**TASK TO CARRY OUT**
Put the lines of the listing below into a JSON list of strings, one string per line, with blank lines left out. Start with the line that contains "point: trolley pole" and go on through the line that contains "column 1079, row 662", including both.

**DATASET ROWS**
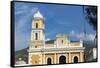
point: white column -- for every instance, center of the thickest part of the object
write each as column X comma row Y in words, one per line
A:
column 55, row 58
column 41, row 59
column 81, row 57
column 44, row 59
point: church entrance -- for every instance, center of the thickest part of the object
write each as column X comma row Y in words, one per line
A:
column 49, row 61
column 62, row 60
column 75, row 59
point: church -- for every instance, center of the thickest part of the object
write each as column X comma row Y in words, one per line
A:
column 57, row 51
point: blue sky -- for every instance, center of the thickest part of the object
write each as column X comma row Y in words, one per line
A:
column 62, row 19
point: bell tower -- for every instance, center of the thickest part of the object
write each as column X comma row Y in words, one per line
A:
column 37, row 33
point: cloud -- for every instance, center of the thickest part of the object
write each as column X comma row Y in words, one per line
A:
column 86, row 37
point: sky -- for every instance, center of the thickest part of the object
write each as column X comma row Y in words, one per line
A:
column 63, row 19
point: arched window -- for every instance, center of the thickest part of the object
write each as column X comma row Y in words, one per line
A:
column 62, row 60
column 36, row 25
column 49, row 61
column 75, row 59
column 62, row 41
column 36, row 36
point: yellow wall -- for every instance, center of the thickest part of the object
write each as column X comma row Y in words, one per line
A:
column 35, row 59
column 75, row 44
column 39, row 22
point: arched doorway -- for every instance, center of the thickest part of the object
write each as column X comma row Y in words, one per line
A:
column 49, row 61
column 62, row 60
column 75, row 59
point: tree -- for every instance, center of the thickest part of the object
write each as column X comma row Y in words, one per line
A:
column 91, row 15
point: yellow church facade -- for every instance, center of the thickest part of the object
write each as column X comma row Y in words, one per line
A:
column 57, row 51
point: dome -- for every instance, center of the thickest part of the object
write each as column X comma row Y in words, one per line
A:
column 38, row 15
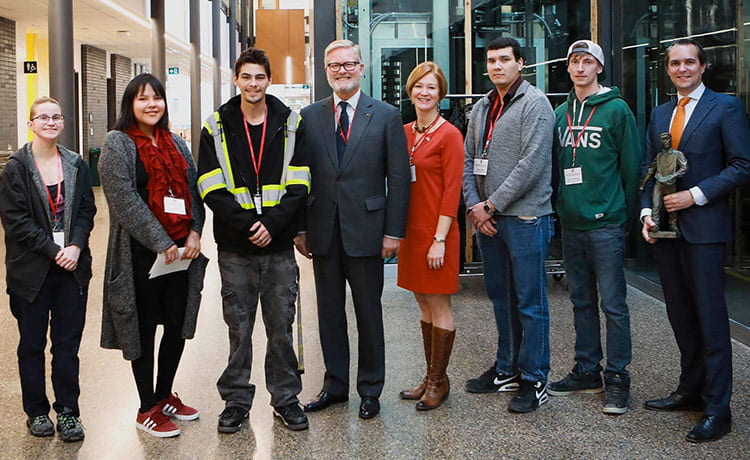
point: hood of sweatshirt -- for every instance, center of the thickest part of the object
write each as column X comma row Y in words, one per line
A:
column 577, row 107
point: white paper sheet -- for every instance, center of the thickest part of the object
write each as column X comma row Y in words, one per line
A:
column 161, row 268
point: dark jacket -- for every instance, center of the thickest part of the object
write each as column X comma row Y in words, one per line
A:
column 369, row 190
column 716, row 143
column 30, row 249
column 232, row 222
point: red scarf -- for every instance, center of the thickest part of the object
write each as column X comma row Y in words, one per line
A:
column 167, row 169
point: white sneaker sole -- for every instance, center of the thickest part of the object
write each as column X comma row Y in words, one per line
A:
column 507, row 388
column 182, row 417
column 614, row 410
column 586, row 391
column 171, row 411
column 158, row 434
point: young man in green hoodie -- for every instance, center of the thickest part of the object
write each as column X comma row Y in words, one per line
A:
column 599, row 153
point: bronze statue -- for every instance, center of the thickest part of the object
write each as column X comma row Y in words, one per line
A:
column 668, row 165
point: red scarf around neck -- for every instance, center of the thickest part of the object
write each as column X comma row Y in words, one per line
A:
column 167, row 170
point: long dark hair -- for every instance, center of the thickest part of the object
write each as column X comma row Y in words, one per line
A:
column 126, row 119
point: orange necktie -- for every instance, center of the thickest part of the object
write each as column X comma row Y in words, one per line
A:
column 678, row 124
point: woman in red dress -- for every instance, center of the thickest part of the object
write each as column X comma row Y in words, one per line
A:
column 428, row 258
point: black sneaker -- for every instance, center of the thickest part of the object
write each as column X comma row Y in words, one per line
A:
column 231, row 419
column 617, row 394
column 69, row 426
column 574, row 383
column 40, row 425
column 492, row 382
column 292, row 416
column 530, row 396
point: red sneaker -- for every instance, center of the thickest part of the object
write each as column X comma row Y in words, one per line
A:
column 173, row 407
column 156, row 424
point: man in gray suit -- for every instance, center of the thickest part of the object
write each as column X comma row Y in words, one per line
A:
column 355, row 216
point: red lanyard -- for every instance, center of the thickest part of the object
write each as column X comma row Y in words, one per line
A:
column 343, row 135
column 421, row 140
column 492, row 125
column 577, row 140
column 53, row 203
column 256, row 163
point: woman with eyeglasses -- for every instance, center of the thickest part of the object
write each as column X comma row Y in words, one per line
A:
column 149, row 180
column 428, row 259
column 47, row 210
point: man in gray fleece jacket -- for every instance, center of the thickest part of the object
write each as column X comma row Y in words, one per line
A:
column 507, row 188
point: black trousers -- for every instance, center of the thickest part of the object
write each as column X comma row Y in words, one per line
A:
column 692, row 277
column 160, row 300
column 365, row 277
column 61, row 305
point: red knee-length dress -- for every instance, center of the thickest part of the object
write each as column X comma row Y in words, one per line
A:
column 439, row 162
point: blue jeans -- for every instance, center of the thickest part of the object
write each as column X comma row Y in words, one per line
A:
column 595, row 258
column 516, row 282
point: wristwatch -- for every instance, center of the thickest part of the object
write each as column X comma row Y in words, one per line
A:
column 488, row 208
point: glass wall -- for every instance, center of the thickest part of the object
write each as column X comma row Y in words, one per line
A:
column 395, row 35
column 402, row 33
column 648, row 26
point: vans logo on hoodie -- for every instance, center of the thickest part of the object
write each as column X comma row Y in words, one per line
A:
column 592, row 137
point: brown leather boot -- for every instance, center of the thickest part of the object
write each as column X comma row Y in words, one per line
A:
column 418, row 391
column 438, row 385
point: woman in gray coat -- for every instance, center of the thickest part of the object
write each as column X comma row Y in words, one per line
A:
column 149, row 181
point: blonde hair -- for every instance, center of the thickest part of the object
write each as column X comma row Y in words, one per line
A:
column 336, row 44
column 419, row 73
column 40, row 101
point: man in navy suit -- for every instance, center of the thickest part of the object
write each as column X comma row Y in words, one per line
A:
column 712, row 131
column 356, row 215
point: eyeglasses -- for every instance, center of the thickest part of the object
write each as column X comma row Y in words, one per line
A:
column 44, row 118
column 336, row 66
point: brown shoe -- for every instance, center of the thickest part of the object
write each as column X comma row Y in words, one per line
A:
column 418, row 391
column 438, row 385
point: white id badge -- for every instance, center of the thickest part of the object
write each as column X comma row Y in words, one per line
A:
column 258, row 203
column 174, row 205
column 573, row 176
column 480, row 166
column 59, row 238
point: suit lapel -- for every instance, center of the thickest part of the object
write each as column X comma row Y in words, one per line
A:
column 362, row 117
column 704, row 106
column 328, row 130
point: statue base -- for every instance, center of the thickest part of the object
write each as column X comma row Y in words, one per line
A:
column 664, row 234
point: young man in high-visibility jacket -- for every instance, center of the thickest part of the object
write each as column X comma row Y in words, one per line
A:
column 255, row 179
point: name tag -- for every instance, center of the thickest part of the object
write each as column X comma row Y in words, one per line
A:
column 573, row 176
column 59, row 238
column 174, row 205
column 258, row 201
column 480, row 166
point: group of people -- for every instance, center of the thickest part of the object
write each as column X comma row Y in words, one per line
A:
column 347, row 184
column 588, row 150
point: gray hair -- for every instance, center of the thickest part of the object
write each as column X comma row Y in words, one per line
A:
column 342, row 44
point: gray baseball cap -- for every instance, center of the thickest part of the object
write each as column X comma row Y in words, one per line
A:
column 587, row 46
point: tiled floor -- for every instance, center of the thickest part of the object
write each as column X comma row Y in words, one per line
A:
column 467, row 426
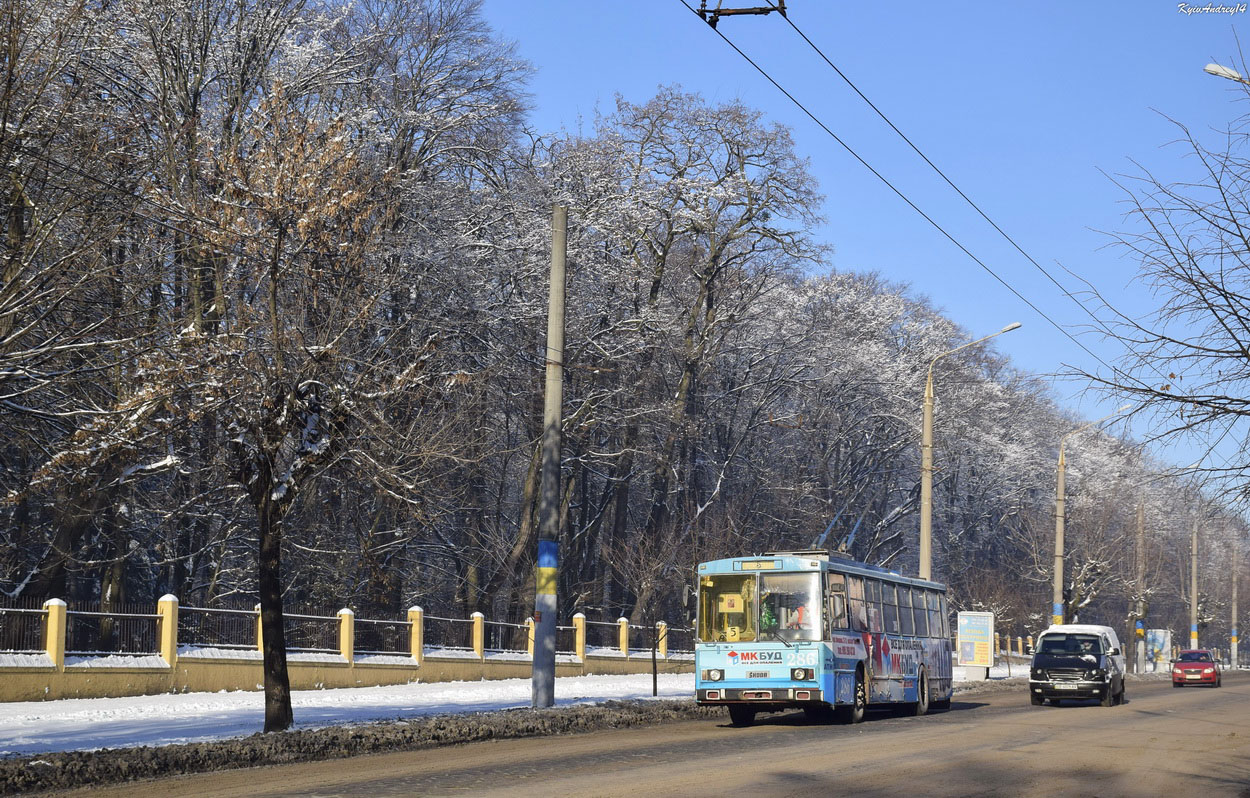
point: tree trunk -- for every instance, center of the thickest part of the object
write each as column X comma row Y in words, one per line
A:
column 278, row 688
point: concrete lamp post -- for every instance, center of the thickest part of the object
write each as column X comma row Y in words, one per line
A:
column 926, row 457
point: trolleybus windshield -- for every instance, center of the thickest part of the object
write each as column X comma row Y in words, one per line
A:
column 736, row 608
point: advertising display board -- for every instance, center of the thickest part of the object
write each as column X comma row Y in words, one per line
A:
column 1158, row 649
column 975, row 641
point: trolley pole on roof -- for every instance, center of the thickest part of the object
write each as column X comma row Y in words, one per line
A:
column 1233, row 627
column 1193, row 588
column 546, row 567
column 1139, row 629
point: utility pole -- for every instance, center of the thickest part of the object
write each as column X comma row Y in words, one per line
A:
column 1056, row 588
column 1233, row 624
column 1139, row 629
column 1193, row 588
column 546, row 565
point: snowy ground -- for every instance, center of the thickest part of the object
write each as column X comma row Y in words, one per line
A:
column 93, row 723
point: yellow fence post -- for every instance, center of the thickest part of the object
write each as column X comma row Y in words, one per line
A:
column 579, row 636
column 54, row 631
column 348, row 636
column 479, row 634
column 166, row 628
column 416, row 617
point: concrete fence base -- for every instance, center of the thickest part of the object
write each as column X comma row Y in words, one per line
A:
column 190, row 669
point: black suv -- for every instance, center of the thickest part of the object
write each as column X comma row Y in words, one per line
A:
column 1079, row 662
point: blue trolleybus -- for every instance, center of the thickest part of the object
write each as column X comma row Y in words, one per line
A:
column 830, row 636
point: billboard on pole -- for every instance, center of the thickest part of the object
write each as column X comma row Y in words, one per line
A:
column 1158, row 647
column 975, row 639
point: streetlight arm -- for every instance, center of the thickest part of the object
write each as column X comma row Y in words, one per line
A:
column 1225, row 71
column 971, row 343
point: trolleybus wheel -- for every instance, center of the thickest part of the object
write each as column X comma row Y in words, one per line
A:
column 921, row 706
column 741, row 714
column 855, row 712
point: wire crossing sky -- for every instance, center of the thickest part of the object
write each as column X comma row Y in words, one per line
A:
column 1031, row 111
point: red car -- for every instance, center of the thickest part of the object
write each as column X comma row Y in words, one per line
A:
column 1195, row 666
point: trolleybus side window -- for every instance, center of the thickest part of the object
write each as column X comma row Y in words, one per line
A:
column 919, row 612
column 935, row 626
column 836, row 587
column 856, row 604
column 905, row 623
column 890, row 608
column 874, row 604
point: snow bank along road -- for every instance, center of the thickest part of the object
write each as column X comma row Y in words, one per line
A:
column 91, row 723
column 1161, row 742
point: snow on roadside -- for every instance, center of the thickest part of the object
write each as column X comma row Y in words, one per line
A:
column 93, row 723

**ANSWER TO THE TASK**
[
  "point: trolley pole on roof -- for every instance, center of the thickest part of the object",
  "write each as column X comma row Y in words, one per line",
  "A:",
  "column 1233, row 627",
  "column 1193, row 588",
  "column 546, row 567",
  "column 1139, row 629",
  "point: utility pole -- for every instance, center of the thickest part of the object",
  "write each as column X comma row Y in words, one per line",
  "A:",
  "column 1056, row 588",
  "column 1233, row 624",
  "column 1139, row 629",
  "column 1193, row 588",
  "column 546, row 565",
  "point: snowy ground -- for every instance, center of the thickest part of the object",
  "write each as column X comma row Y in words, one per line",
  "A:",
  "column 93, row 723",
  "point: yellow fence post -- for every instance, center of the thickest part of the object",
  "write each as column X comma row Y in words, one per line",
  "A:",
  "column 579, row 636",
  "column 54, row 631",
  "column 348, row 636",
  "column 479, row 634",
  "column 166, row 628",
  "column 416, row 617",
  "point: concrete fence base -- for every instance, center of the thickest part of the object",
  "write each as column X comma row Y in words, one per line",
  "A:",
  "column 190, row 669",
  "point: black suv -- for every instance, center of the thickest part of the object",
  "write each as column X comma row Y in words, one per line",
  "A:",
  "column 1079, row 662"
]